Position identification entries:
----------------

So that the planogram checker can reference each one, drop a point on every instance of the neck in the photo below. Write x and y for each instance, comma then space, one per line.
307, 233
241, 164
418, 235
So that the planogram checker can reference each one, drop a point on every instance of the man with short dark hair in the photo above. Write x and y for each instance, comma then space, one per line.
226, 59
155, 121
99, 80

----------------

> **TASK REQUIREMENTS**:
Can you rewrite the entries above so that "planogram checker" becomes "shelf layout auditor" everywhere, leaving everything else unchanged?

> **THE RESULT**:
So that the shelf layout auditor can reference each one, drop a point on every instance of the neck in the photo below. Write x and y for each instance, comma then space, one per line.
307, 233
241, 164
418, 235
So that the shelf layout auditor can reference each one, drop a point on every instance of the man with short dark hair in the photo above. Write x and y for each instance, comma then space, one per line.
226, 59
155, 121
99, 80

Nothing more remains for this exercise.